■ Instructions to follow
Reproduce every line of the entries below verbatim, with no changes to text, coordinates, or SVG markup. Omit the pictures from your output.

■ Given records
-=-=-
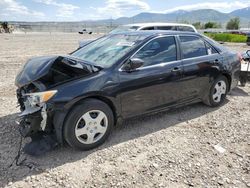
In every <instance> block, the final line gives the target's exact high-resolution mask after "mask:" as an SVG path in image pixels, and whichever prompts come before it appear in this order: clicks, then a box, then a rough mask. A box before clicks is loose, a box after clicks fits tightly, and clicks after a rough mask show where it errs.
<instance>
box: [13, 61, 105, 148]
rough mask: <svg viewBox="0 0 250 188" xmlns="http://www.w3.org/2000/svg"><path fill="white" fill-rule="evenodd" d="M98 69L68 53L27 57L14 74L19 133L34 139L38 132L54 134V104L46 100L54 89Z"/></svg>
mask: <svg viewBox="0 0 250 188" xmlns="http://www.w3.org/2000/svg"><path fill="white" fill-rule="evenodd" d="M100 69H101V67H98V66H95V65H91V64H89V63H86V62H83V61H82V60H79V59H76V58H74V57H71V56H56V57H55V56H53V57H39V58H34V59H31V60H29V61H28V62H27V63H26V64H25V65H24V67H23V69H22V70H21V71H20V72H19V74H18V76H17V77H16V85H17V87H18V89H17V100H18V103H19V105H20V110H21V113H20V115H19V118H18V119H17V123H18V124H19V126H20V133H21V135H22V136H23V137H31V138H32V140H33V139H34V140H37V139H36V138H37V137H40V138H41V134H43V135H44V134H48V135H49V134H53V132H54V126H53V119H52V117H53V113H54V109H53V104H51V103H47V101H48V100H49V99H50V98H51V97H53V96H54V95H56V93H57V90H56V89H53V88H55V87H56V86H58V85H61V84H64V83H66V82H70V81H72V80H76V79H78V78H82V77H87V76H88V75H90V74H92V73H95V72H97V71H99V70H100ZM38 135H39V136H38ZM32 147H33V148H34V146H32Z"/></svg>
-=-=-
■ Final answer
In every <instance> block, the final line gives the target's exact high-resolution mask after "mask:" as an SVG path in image pixels, and whichever prompts come before it appear in this order: clicks, then a box, then a rough mask. A box before clicks is loose, a box after clicks fits tightly, and clicks after a rough mask show where it errs.
<instance>
box: [13, 61, 105, 148]
rough mask: <svg viewBox="0 0 250 188" xmlns="http://www.w3.org/2000/svg"><path fill="white" fill-rule="evenodd" d="M98 69L68 53L27 57L14 74L19 133L34 139L38 132L54 134V104L46 100L54 89Z"/></svg>
mask: <svg viewBox="0 0 250 188" xmlns="http://www.w3.org/2000/svg"><path fill="white" fill-rule="evenodd" d="M100 69H101V67H98V66H95V65H91V64H89V63H86V62H83V61H82V60H79V59H76V58H74V57H71V56H56V57H55V56H53V57H39V58H34V59H31V60H29V61H28V62H27V63H26V64H25V65H24V67H23V69H22V70H21V71H20V72H19V74H18V76H17V77H16V85H17V87H18V89H17V100H18V103H19V105H20V110H21V113H20V115H19V118H18V119H17V123H18V124H19V126H20V133H21V135H22V136H23V137H31V138H32V140H33V139H34V140H37V139H36V138H37V137H40V138H41V134H43V135H44V134H48V135H49V134H53V132H54V126H53V119H52V117H53V113H54V109H53V104H51V103H47V101H48V100H49V99H50V98H51V97H53V96H54V95H56V93H57V90H56V89H53V88H55V87H56V86H58V85H61V84H64V83H66V82H70V81H72V80H76V79H78V78H82V77H87V76H88V75H90V74H92V73H95V72H97V71H99V70H100ZM38 135H39V136H38ZM32 147H33V148H34V146H32Z"/></svg>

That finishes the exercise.